● WHAT THE TASK REQUIRES
Reproduce, exactly and in full, the records that follow, minus any pictures.

═════ ENTRIES PROVIDED

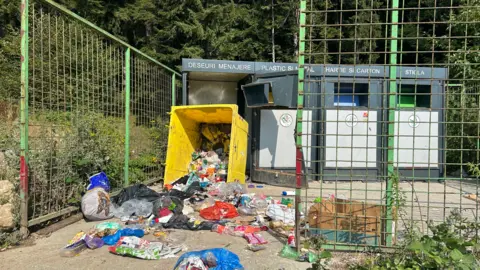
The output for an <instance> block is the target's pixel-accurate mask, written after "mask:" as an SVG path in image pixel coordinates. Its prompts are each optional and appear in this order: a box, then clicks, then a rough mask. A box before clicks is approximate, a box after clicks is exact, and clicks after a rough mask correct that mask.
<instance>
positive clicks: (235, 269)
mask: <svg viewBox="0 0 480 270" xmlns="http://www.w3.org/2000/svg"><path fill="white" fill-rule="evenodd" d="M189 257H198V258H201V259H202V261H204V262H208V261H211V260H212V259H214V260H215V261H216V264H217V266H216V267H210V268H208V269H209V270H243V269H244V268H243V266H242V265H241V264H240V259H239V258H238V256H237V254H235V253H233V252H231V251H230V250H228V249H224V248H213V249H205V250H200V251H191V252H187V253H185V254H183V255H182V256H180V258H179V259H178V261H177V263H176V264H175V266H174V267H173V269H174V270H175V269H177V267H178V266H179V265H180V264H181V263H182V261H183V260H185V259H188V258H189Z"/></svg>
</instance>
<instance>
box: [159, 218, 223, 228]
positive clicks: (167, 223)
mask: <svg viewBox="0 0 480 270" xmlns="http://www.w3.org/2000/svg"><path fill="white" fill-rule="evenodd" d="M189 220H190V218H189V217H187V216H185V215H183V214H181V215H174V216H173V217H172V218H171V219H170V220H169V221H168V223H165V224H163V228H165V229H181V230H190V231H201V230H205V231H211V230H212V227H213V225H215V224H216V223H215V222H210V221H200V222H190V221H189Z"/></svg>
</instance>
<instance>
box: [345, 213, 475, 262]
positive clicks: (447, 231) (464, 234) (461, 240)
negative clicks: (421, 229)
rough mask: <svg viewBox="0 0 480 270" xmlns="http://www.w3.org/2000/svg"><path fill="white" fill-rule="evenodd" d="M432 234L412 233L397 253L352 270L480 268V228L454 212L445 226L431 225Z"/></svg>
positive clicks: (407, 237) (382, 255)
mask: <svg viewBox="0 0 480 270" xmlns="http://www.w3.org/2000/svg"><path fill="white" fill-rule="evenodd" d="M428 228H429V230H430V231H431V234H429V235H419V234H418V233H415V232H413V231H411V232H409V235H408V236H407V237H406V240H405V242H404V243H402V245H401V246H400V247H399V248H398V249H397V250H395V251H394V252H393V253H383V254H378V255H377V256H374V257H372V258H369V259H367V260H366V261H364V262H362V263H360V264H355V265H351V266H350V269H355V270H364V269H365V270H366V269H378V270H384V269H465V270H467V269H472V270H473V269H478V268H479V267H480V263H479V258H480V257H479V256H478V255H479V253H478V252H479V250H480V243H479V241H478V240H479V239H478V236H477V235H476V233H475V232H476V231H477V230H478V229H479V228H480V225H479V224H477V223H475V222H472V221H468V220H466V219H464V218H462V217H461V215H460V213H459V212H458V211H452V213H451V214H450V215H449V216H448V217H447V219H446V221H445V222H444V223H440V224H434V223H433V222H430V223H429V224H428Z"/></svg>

══════════

● ANSWER AREA
The output for an <instance> block is the target's pixel-accurate mask, written after "mask:" as an SVG path in image pixel coordinates. Its prompts are each optional and appear in this order: a box, then clicks, then a rough mask. A box before clicks is approximate, a box after clicks is exact, and clicks after a rough mask correct that mask.
<instance>
positive clicks: (235, 269)
mask: <svg viewBox="0 0 480 270" xmlns="http://www.w3.org/2000/svg"><path fill="white" fill-rule="evenodd" d="M189 257H198V258H201V259H202V261H204V262H208V261H211V260H212V259H214V260H215V261H216V264H217V266H216V267H210V268H208V269H209V270H243V269H244V268H243V266H242V265H241V264H240V259H239V258H238V256H237V254H235V253H233V252H231V251H230V250H228V249H224V248H213V249H205V250H200V251H191V252H187V253H185V254H183V255H182V256H180V258H179V259H178V261H177V263H176V264H175V266H174V267H173V269H174V270H175V269H177V267H178V266H179V265H180V264H181V263H182V261H183V260H185V259H188V258H189Z"/></svg>
</instance>
<instance>
box: [159, 218, 223, 228]
positive clicks: (167, 223)
mask: <svg viewBox="0 0 480 270" xmlns="http://www.w3.org/2000/svg"><path fill="white" fill-rule="evenodd" d="M189 220H190V218H189V217H187V216H185V215H183V214H181V215H174V216H173V217H172V218H171V219H170V220H169V221H168V223H165V224H163V228H165V229H181V230H190V231H201V230H205V231H211V230H212V227H213V225H215V224H216V223H215V222H210V221H200V222H190V221H189Z"/></svg>
</instance>
<instance>
box: [345, 213, 475, 262]
positive clicks: (447, 231) (464, 234) (461, 240)
negative clicks: (421, 229)
rough mask: <svg viewBox="0 0 480 270" xmlns="http://www.w3.org/2000/svg"><path fill="white" fill-rule="evenodd" d="M432 234L412 233L397 253L352 270L480 268V228L454 212L445 226L431 225Z"/></svg>
positive clicks: (407, 237) (382, 255)
mask: <svg viewBox="0 0 480 270" xmlns="http://www.w3.org/2000/svg"><path fill="white" fill-rule="evenodd" d="M428 228H429V230H430V231H431V234H429V235H419V234H418V233H415V232H413V231H411V232H409V235H408V236H407V237H406V240H405V242H404V243H402V245H401V246H400V247H399V248H398V249H397V250H395V251H394V252H393V253H383V254H378V255H377V256H374V257H372V258H369V259H367V260H366V261H364V262H362V263H360V264H355V265H351V266H350V269H355V270H364V269H365V270H366V269H378V270H384V269H465V270H467V269H472V270H473V269H478V268H479V267H480V263H479V258H480V257H479V256H478V255H479V253H478V252H479V250H480V243H479V241H478V240H479V239H478V236H477V235H476V233H475V232H476V231H477V230H478V229H479V228H480V225H479V224H477V223H475V222H472V221H468V220H466V219H464V218H462V217H461V215H460V213H459V212H458V211H452V213H451V214H450V215H449V216H448V217H447V219H446V221H445V222H444V223H440V224H434V223H433V222H430V223H429V224H428Z"/></svg>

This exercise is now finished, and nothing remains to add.